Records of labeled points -
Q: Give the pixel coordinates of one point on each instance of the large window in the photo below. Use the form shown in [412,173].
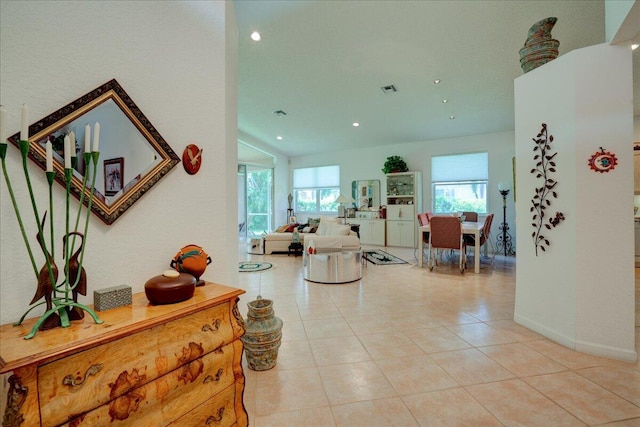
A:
[315,190]
[459,182]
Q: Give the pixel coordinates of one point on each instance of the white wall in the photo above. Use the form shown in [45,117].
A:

REQUIREMENTS - Can you give the lines again, from the one containing "shown in [45,117]." through the end of the records, with "white wall" swapped for "brick wall" and everything else left unchanged?

THE OUTPUT -
Q: Give the pixel coordinates of one point on each instance of the brick wall in the photo above. Use the form shown in [45,117].
A:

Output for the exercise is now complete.